Written task 1:
In the wellbore text below, what does a workover whipstock deflect partially into the lateral wellbore?

Once the lateral wellbore is drilled and completed, stimulation operations may be undertaken in the lateral wellbore by installing a lateral junction isolation tool at the junction between the parent and lateral wellbores. To install the lateral junction isolation tool, a workover whipstock is commonly first installed at the junction to deflect the lateral junction isolation tool partially into the lateral wellbore so that it can be set and provide a transition between the parent and lateral wellbores. Upon completing the stimulation operation in the lateral wellbore, the lateral junction isolation tool is pulled out of the well and a subsequent trip downhole is made to retrieve the workover whipstock, and thereby providing full access to the parent wellbore. A mainbore junction isolation tool is then installed at the junction between the parent and lateral wellbores to undertake stimulation operations in lower portions of the parent wellbore.
This process of stimulating both the parent and lateral wellbores in a multilateral wellbore can be trip intensive; i.e., meaning that it can require several downhole trips into the well. Reducing the number of trips into the well while being able to perform the same functions can save a significant amount of time and expense in multilateral operations.
BRIEF DESCRIPTION OF THE DRAWINGS
The following figures are included to illustrate certain aspects of the present disclosure, and should not be viewed as exclusive embodiments. The subject matter disclosed is capable of considerable modifications, alterations, combinations, and equivalents in form and function, without departing from the scope of this disclosure.
FIG. 1 is a cross-sectional side view of a well system that may employ from the principles of the present disclosure.
FIG. 2 depicts a cross-sectional side view of an exemplary whipstock and deflector assembly.
FIG. 3 depicts the creation of a casing exit by moving the mills into engagement with the casing.
FIG. 4 depicts a lateral wellbore being drilled in the well assembly.
FIG. 5 depicts a lateral transition joint and a lateral liner advanced into the lateral wellbore using a lateral liner running tool.
FIG. 6 depicts the lateral liner cemented into place within the lateral wellbore.
FIG. 7 depicts a washover assembly advanced into the parent wellbore to the whipstock and deflector assembly.
FIG. 8 depicts a junction isolation tool being used to convey a workover whipstock into the parent wellbore.
FIG. 9 depicts the workover whipstock as coupled to the orienting latch anchor at the releasable orienting connection.
FIG. 10 depicts the junction isolation tool retracted back into the parent wellbore and re-engaged with the workover whipstock.
DETAILED DESCRIPTION
The present disclosure relates generally to completing wells in the oil and gas industry and, more particularly, to assemblies that reduce the number of trips required to complete and stimulate parent and lateral wellbores of a multilateral well. Embodiments described herein include systems and methods that reduce the number of trips into a well required to complete a multilateral well. In some examples, a washover whipstock coupled to an orienting latch anchor is conveyed into a parent wellbore lined with casing and the orienting latch anchor is secured to the casing. After milling, drilling, and completing a lateral wellbore extending from the parent wellbore, a washover tool couples to and removes the washover whipstock from the parent wellbore, and thereby exposes a releasable orienting coupling of the orienting latch anchor. A workover whipstock coupled to a junction isolation tool is then conveyed into the parent wellbore and is coupled to the orienting latch anchor at the releasable orienting coupling. The junction isolation tool is separated from the workover whipstock and advanced into the lateral wellbore to undertake one or more wellbore operations within the lateral wellbore, such as a hydraulic fracturing operation. Following the wellbore operation(s), the junction isolation tool can be retracted back into the parent wellbore and re-attached to the workover whipstock to remove the workover whipstock from the parent wellbore.

Some records:
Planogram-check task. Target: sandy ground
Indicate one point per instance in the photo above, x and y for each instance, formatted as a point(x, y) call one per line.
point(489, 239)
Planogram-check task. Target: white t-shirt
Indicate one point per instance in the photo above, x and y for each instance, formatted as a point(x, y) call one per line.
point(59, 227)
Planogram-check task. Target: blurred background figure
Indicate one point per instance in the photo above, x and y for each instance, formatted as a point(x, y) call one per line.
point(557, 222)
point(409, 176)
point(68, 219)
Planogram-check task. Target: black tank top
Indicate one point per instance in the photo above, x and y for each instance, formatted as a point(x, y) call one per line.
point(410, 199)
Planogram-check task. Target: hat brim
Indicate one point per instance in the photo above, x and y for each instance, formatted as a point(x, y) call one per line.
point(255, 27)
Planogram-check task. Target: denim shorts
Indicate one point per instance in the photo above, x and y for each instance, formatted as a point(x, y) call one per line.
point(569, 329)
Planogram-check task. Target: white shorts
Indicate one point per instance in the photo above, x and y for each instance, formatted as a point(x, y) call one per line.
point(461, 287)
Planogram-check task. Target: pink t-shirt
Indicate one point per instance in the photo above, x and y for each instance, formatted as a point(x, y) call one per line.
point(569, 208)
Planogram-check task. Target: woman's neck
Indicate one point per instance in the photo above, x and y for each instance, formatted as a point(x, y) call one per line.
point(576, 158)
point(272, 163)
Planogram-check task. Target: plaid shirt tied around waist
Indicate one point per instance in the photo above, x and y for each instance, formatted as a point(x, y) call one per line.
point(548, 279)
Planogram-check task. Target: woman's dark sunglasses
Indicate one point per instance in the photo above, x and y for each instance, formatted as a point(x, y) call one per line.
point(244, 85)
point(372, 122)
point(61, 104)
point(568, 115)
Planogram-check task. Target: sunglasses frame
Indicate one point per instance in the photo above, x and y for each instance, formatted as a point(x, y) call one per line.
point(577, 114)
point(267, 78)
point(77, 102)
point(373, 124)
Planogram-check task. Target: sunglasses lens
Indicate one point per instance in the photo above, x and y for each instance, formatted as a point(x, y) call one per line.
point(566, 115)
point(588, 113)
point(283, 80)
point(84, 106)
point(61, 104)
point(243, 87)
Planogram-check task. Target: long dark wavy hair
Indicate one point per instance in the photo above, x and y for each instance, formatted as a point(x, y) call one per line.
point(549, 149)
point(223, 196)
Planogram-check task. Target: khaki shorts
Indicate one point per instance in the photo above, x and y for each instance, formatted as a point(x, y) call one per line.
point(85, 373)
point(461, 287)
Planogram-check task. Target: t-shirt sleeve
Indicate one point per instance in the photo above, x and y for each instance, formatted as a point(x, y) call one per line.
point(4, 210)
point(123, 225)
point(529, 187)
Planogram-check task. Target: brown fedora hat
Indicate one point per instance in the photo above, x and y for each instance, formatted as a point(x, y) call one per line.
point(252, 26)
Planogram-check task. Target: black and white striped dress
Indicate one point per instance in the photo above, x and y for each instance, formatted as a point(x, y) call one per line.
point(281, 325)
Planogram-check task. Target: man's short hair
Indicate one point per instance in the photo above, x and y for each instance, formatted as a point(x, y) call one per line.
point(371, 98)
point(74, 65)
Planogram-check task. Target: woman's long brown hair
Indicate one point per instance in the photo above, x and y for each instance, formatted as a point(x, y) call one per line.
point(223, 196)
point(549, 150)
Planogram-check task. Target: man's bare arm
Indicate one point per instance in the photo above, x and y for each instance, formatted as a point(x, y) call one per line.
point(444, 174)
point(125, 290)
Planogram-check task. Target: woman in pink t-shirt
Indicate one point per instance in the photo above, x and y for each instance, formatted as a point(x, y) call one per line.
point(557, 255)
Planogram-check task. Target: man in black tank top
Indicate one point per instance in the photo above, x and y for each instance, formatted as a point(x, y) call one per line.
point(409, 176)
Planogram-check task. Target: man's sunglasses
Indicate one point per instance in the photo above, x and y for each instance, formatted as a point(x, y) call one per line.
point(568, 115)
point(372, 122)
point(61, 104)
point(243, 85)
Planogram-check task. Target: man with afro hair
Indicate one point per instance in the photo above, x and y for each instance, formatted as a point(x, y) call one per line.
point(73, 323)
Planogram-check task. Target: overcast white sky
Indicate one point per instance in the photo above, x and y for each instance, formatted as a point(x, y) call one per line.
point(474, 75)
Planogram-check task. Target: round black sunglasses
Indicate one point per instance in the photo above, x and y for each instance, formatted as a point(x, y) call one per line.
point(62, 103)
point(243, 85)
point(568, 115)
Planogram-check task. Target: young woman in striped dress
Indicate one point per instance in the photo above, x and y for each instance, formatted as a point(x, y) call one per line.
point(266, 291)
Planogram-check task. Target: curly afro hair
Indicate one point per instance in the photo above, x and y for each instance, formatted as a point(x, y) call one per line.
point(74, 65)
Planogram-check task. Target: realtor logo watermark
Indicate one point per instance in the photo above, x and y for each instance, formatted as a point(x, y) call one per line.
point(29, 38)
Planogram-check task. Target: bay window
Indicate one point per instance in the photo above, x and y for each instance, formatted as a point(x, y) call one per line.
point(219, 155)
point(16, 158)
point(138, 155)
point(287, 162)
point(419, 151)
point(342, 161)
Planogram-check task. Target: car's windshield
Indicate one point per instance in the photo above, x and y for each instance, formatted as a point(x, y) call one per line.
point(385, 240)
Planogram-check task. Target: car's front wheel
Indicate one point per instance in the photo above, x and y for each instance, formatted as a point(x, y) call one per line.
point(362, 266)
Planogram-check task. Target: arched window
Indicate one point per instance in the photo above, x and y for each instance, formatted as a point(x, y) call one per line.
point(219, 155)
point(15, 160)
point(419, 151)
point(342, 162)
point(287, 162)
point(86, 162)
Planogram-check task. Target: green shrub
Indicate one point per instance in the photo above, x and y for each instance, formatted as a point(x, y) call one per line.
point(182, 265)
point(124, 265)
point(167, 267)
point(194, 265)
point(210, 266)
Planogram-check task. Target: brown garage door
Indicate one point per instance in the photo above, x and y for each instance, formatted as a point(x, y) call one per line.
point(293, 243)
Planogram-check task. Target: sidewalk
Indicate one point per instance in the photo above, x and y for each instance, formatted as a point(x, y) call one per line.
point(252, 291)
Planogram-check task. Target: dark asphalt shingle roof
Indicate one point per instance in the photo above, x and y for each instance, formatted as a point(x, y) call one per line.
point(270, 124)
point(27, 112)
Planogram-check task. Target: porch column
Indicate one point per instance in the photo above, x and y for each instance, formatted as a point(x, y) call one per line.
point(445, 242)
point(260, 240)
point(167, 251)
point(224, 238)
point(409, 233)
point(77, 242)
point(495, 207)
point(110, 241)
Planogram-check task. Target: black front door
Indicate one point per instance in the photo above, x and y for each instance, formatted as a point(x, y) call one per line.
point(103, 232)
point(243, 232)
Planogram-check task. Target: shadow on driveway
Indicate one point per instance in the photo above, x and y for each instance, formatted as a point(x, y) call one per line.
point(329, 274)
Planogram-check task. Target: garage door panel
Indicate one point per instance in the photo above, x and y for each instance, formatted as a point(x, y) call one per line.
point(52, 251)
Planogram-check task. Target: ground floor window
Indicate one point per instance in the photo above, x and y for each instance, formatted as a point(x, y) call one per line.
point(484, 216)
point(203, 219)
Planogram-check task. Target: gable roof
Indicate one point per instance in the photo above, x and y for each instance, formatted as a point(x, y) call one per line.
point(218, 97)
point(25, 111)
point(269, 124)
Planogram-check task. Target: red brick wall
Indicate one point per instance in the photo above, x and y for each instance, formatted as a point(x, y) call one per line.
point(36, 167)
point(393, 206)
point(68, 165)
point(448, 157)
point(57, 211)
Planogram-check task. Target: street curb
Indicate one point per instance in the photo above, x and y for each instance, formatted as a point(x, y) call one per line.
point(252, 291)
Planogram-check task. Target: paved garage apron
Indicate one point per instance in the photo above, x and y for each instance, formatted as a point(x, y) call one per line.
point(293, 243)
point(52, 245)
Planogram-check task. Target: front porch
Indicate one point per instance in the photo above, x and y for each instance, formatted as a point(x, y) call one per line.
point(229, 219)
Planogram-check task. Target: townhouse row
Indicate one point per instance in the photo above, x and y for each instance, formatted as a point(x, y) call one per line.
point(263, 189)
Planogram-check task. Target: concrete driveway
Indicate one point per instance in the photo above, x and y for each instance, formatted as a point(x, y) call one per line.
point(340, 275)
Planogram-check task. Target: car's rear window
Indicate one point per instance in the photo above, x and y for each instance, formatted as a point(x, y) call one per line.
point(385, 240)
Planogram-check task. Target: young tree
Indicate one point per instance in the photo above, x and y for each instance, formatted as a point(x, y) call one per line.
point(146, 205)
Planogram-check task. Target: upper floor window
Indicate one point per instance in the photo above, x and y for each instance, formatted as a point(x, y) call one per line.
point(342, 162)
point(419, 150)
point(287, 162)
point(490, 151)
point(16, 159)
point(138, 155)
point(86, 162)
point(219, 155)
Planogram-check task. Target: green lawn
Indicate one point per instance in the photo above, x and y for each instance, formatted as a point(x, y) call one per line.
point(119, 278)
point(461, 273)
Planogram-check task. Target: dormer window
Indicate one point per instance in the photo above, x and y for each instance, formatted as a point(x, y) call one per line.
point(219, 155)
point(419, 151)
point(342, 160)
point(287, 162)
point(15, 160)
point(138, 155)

Written task 2:
Return, unchanged, the lines of the entries above from the line with "Planogram-check task. Target: car's front" to the line with "point(362, 266)", including both of those lines.

Reply 1:
The lateral junction isolation tool.

Reply 2:
Planogram-check task. Target: car's front wheel
Indicate one point per instance in the photo above, x and y for each instance, formatted as a point(x, y) call one per line.
point(362, 266)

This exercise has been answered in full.